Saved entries
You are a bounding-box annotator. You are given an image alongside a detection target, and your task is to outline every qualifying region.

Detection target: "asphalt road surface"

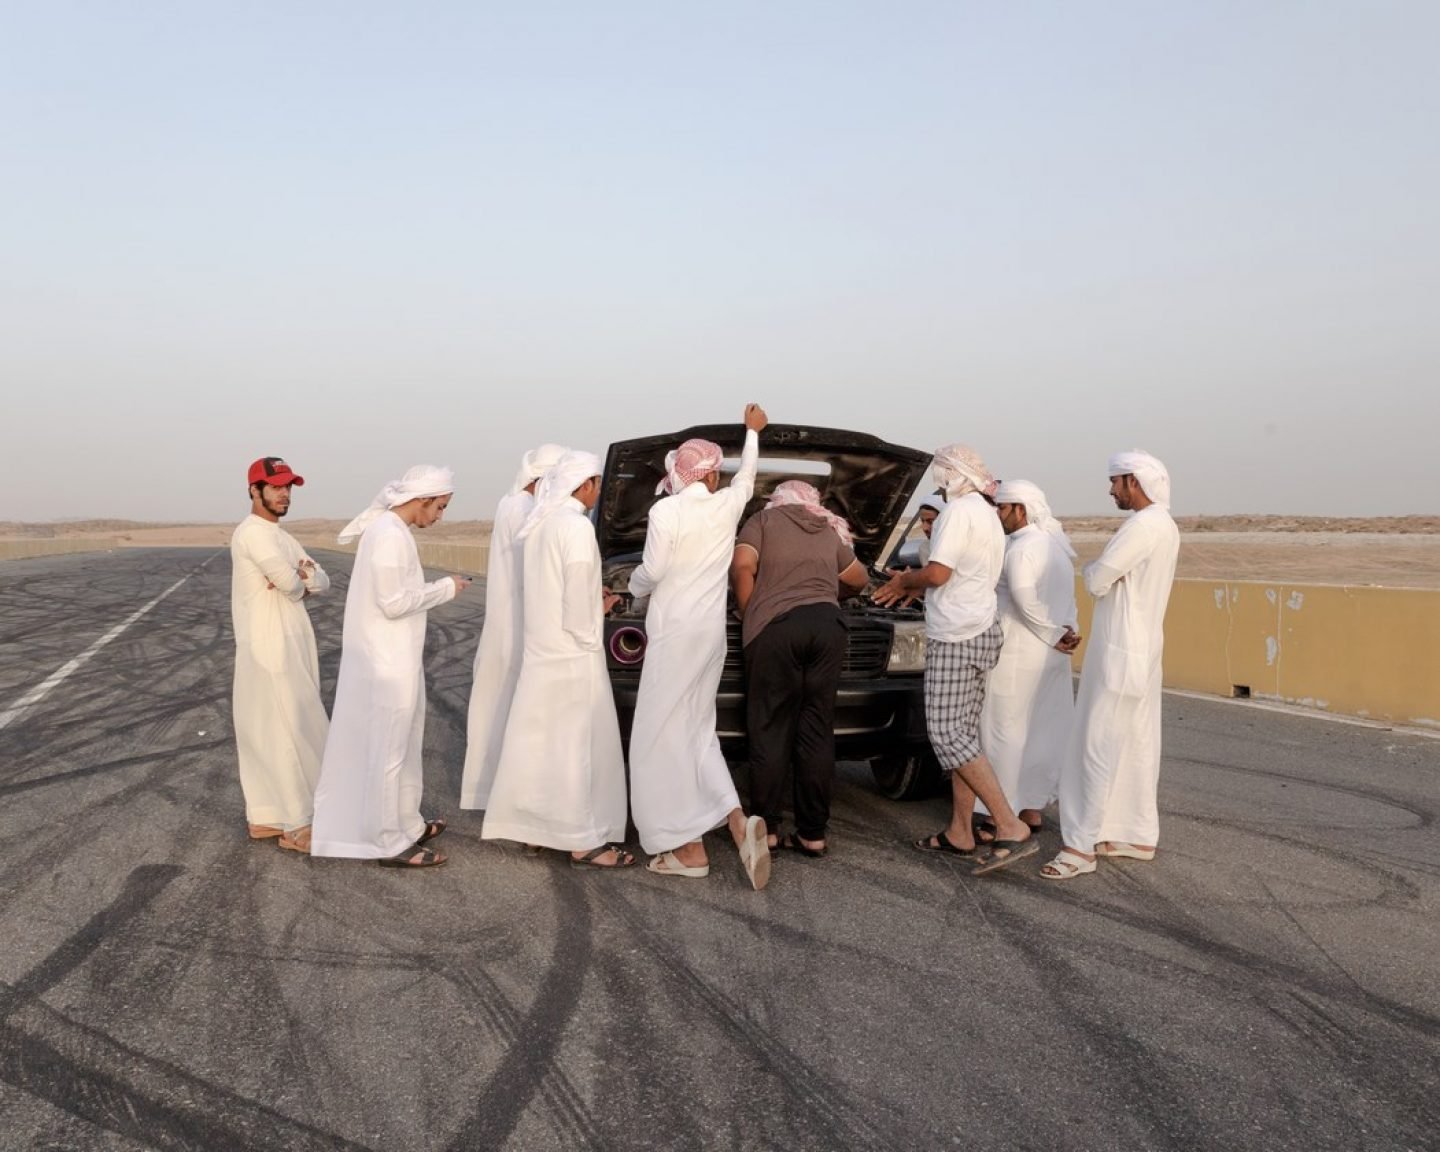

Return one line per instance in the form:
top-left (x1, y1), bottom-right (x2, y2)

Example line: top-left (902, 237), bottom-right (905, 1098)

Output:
top-left (1, 548), bottom-right (1436, 1152)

TASK REQUIREMENTS. Only the lines with "target" are needed; find them in the records and copy each one.

TASK RESULT.
You are a bounding-box annotator. You are given an image alongside a detection target, and your task is to outline every qualifying region.
Detection target: "asphalt road surface"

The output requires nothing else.